=== STATED PROBLEM 1 ===
Name the sectors that the market outlook interview below says lagged in the Q4 results.
=== STATED PROBLEM 2 ===
Carry on the market outlook interview from its final line.

=== PASSAGE GIVEN ===
Stable election outcome, pre-budget announcements could boost markets-Arzare

Stable Lok Sabha election’2024 outcomes and favorable pre-budget announcements are among the factors that could boost the markets, feels Anshul Arzare, MD and CEO of Yes Securities. However Domestic or Global slowdown, higher inflation impacting consumption and corporate earnings or election results deviating from expectations could destabilize markets feels Arzare. Edited excerpts

  1. Markets after scaling highs, however have given away some part of the gains? Will the levels sustain? What are the downside risks?

Indian equity markets are soaring, driven by strong domestic investments via SIPs and mutual funds. Sustainability depends on continued domestic investment and economic growth, supported by rising disposable incomes. Stable election outcomes and favorable pre-budget announcements could further boost the markets.\

Also Read- Lok Sabha Polls trading strategy: Nifty may hit 24,600 in a year, says Jitendra Gohil of Kotak Alternate Asset Managers

Downside risks include a slowdown in the global or domestic economy, potential conflicts, rising inflation eroding consumer spending and corporate profits, and election results that do not yield a majority or deviate significantly from expectations, which could destabilize markets.

2. Have Q4 results met your expectations? What sectors have outperformed, and which have been laggards?

Q4 results have largely met expectations, with notable outperformance in the Auto, Energy, Realty, and PSU sectors, especially banks. Conversely, IT, Private Banks, FMCG, and Media have lagged due to inflationary pressures and reduced discretionary spending. Private banks have experienced slowed credit growth and potential pressure on Net Interest Margins (NIMs) due to insufficient deposit growth.

3. View on Nifty valuations and have there been adequate earnings upgrades to support upside?

=== DATASET EXTRACT ===
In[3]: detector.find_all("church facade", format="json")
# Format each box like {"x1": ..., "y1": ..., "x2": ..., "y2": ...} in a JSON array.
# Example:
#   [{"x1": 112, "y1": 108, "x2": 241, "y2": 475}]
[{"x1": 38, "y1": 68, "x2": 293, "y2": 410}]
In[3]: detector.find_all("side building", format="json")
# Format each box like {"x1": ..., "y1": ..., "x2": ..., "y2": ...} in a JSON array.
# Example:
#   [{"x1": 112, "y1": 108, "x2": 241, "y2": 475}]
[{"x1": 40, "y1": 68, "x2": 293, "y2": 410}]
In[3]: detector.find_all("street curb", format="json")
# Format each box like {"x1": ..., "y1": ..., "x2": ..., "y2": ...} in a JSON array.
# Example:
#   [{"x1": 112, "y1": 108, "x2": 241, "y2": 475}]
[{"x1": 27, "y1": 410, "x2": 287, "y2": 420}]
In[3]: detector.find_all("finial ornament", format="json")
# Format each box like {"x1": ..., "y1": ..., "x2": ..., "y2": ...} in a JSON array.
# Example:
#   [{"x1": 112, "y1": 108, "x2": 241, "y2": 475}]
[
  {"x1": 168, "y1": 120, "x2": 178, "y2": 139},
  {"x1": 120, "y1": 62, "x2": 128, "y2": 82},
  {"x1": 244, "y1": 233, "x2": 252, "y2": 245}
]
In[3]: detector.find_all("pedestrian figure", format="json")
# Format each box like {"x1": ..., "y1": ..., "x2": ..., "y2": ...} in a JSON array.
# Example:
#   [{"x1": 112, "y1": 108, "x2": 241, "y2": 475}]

=== EXERCISE OUTPUT 1 ===
IT, Private Banks, FMCG, and Media.

=== EXERCISE OUTPUT 2 ===
Nifty valuations are at all-time highs, deemed “expensive” due to significant re-rating across all market segments. Earnings upgrades in sectors like infrastructure, energy, and capital goods have been driven by margin expansions and government public capex. However, high overall valuations require continuous earnings growth across various sectors to be justified.

Also Read- Multibagger J. Kumar Infraprojects share price rises 14% to all time high

Earnings remain strong, with expectations of high single-digit to double-digit compound annual growth rates for the Nifty over the next few years. Operating leverage delta in most sectors will further support earnings growth in the upcoming financial year.

4. Views on FII inflows? Will investments return to India?

FIIs have not been the dominant force in the Indian stock market recently, with domestic institutional investors playing a larger role. The return of FII investments to India will depend on global economic conditions, India’s economic performance, and political stability. However, we are very bullish on India’s growth story and believe the upcoming two decades will position India as a central jewel in the global economy. Positive policy measures and strong economic growth prospects could attract more FII inflows. The fundamentals of the Indian markets are stronger than their peers in emerging markets, suggesting sustained flows into Indian equities. The exact quantum of these flows will depend on the pace and magnitude of US interest rate cuts, relative valuations of emerging market equities, and expected earnings growth.

Also Read- Lok Sabha Elections 2024 trading strategy: What should your portfolio look like?

5. How is India placed among other emerging markets and China?

India is outperforming other emerging markets, including China, due to robust domestic investment flows and economic resilience. While China’s stock valuations have hit historic lows due to a property-market slowdown, trade frictions, and policy changes, India’s stocks are near historic highs. Despite tight monetary policy and global trade challenges, India remains the world’s fastest-growing major economy, on track to become the third-largest by 2027. High stock valuations in India reflect continued investor confidence, whereas China’s market struggles with consumer retrenchment and economic headwinds.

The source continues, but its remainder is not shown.